- AIM
Copy the lines of the listing below verbatim, from the line containing "Locate the dog's nose;" through the line containing "pixel 384 167", including both of those lines.

* Begin DATASET ROWS *

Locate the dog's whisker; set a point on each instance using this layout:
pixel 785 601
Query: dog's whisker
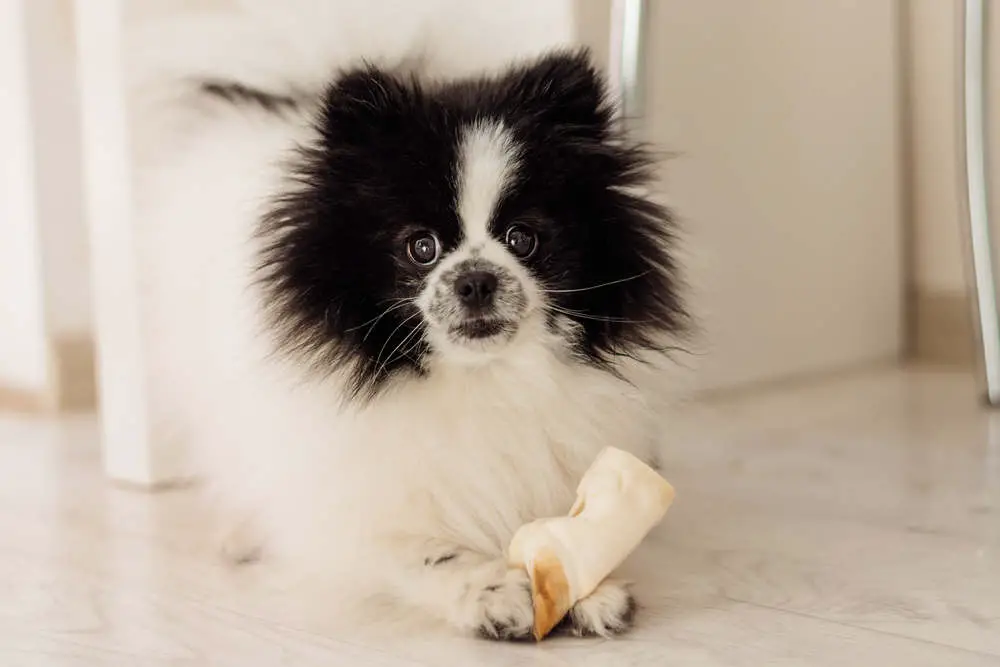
pixel 396 303
pixel 392 354
pixel 598 318
pixel 389 337
pixel 593 287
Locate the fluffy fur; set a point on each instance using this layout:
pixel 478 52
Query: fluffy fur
pixel 385 423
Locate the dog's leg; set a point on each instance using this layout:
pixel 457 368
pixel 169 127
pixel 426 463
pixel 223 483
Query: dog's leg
pixel 473 592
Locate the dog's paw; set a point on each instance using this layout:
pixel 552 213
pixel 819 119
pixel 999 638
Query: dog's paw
pixel 608 611
pixel 500 607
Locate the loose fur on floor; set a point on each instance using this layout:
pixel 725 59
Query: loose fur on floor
pixel 397 317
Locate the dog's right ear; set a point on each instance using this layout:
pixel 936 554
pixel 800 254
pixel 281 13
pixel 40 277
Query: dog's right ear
pixel 364 100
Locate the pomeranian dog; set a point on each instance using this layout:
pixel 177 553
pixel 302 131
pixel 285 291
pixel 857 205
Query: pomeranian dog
pixel 397 318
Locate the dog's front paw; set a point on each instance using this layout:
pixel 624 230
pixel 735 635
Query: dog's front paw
pixel 608 611
pixel 500 606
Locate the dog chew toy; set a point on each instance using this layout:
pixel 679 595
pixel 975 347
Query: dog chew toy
pixel 618 501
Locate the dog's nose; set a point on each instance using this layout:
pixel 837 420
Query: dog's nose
pixel 476 289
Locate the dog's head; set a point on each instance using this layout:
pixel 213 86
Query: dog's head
pixel 454 222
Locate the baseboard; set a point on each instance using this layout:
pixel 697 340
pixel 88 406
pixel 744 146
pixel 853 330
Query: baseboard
pixel 15 399
pixel 942 328
pixel 73 387
pixel 75 372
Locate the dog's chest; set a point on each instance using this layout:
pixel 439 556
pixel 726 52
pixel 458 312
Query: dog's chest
pixel 477 455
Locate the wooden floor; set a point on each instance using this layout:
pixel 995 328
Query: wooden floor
pixel 855 522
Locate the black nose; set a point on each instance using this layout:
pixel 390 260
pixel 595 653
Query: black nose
pixel 476 288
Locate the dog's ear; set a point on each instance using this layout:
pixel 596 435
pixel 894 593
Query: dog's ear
pixel 562 88
pixel 365 99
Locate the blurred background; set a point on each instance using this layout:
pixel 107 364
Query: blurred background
pixel 817 172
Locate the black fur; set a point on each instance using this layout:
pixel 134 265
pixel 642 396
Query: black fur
pixel 384 167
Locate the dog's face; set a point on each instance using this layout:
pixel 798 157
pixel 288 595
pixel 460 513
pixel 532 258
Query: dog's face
pixel 453 222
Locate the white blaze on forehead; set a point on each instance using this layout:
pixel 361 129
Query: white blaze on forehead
pixel 487 165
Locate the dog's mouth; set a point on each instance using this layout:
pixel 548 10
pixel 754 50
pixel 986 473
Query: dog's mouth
pixel 480 328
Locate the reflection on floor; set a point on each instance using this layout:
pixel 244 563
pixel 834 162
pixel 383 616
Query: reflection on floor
pixel 852 522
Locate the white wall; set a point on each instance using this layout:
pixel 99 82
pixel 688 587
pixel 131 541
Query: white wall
pixel 785 118
pixel 24 361
pixel 936 171
pixel 55 116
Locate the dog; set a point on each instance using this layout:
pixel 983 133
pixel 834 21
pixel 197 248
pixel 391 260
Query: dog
pixel 398 317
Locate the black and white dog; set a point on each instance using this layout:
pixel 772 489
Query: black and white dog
pixel 399 318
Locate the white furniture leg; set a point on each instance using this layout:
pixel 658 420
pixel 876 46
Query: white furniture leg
pixel 977 191
pixel 131 452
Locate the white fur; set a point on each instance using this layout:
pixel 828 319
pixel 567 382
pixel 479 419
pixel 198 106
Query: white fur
pixel 487 163
pixel 361 498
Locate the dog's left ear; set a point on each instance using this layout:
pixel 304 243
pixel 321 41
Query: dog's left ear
pixel 562 88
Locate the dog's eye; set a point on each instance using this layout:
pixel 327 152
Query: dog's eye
pixel 423 248
pixel 521 241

* End DATASET ROWS *

- COMPLETED EXERCISE
Locate the dog's nose; set a point on each instance using this layout:
pixel 837 420
Query: dog's nose
pixel 476 289
Locate the dog's head; set a point on each instance using this layout:
pixel 213 86
Query: dog's head
pixel 454 222
Locate the baseboard; set a point on each instance using this layout:
pixel 697 340
pixel 88 406
pixel 744 146
pixel 853 330
Query: baseboard
pixel 15 399
pixel 942 328
pixel 73 387
pixel 75 372
Locate the dog's chest; set a point on each instance using this layout:
pixel 439 556
pixel 726 52
pixel 458 312
Query: dog's chest
pixel 477 455
Locate the wooden floor; set a point on each instance using this layout:
pixel 995 328
Query: wooden floor
pixel 855 522
Locate the black nose; set a point on each instance using this layout:
pixel 390 260
pixel 595 653
Query: black nose
pixel 476 288
Locate the dog's ear; set a point on each instance using this layout:
pixel 596 435
pixel 894 593
Query: dog's ear
pixel 562 88
pixel 365 99
Locate the blurred background; set a point on each instance using this layout:
pixel 107 364
Query: blurred background
pixel 817 172
Locate the black fur; set a point on each instance using this layout:
pixel 134 265
pixel 642 396
Query: black fur
pixel 384 167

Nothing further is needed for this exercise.